_What you are asked to do:_ Every line from the one with "Target: uniform gold trim" to the end of the data needs to be copied exactly, and no line before it.
<<<<
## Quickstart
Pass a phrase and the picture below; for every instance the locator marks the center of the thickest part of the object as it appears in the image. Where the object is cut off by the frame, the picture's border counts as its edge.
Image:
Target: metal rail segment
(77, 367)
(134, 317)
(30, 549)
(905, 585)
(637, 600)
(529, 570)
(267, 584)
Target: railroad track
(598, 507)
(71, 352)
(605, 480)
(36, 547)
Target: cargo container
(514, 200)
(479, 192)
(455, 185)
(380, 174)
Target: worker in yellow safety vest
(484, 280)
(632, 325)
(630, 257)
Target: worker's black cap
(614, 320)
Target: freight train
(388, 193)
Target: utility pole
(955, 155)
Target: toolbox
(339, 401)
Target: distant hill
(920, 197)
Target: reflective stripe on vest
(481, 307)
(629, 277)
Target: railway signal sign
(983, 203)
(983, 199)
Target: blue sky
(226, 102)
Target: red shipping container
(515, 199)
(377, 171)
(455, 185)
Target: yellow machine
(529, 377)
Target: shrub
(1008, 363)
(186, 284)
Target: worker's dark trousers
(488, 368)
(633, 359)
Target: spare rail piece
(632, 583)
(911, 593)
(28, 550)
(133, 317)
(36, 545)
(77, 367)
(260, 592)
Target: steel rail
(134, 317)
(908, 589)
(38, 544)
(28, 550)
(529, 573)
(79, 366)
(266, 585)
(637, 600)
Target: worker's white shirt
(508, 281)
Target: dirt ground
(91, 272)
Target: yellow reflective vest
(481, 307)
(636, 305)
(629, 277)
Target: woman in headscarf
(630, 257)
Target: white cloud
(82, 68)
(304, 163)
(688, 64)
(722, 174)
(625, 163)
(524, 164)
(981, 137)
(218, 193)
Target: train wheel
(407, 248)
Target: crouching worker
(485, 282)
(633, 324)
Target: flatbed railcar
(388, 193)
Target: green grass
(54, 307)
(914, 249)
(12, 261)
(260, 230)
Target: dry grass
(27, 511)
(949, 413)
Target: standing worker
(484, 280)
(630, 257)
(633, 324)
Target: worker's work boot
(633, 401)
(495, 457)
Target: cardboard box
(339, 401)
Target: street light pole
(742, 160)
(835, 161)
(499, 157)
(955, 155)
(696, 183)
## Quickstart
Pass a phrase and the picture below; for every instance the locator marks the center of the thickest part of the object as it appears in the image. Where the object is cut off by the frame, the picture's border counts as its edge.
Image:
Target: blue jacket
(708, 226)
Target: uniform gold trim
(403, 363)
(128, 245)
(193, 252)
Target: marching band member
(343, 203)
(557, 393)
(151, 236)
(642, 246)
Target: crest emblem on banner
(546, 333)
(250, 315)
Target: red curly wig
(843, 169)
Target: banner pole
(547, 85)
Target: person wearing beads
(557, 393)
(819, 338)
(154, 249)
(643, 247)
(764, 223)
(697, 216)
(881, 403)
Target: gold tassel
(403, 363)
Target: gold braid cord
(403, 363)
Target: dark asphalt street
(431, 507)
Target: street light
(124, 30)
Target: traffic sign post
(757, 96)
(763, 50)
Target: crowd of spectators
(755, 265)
>>>>
_Result:_
Target: uniform gold trim
(403, 363)
(128, 245)
(193, 252)
Target: marching band member
(343, 203)
(557, 393)
(151, 236)
(642, 246)
Target: crest emblem on banner
(546, 333)
(250, 315)
Target: red curly wig
(843, 169)
Target: banner pole
(547, 85)
Target: person wearing beads
(557, 393)
(819, 338)
(154, 249)
(643, 247)
(764, 223)
(697, 216)
(881, 403)
Target: gold tassel
(403, 363)
Target: gold braid cord
(403, 363)
Target: dark asphalt street
(431, 507)
Target: street light
(124, 30)
Target: traffic sign post
(757, 96)
(763, 50)
Target: crowd of spectators
(755, 265)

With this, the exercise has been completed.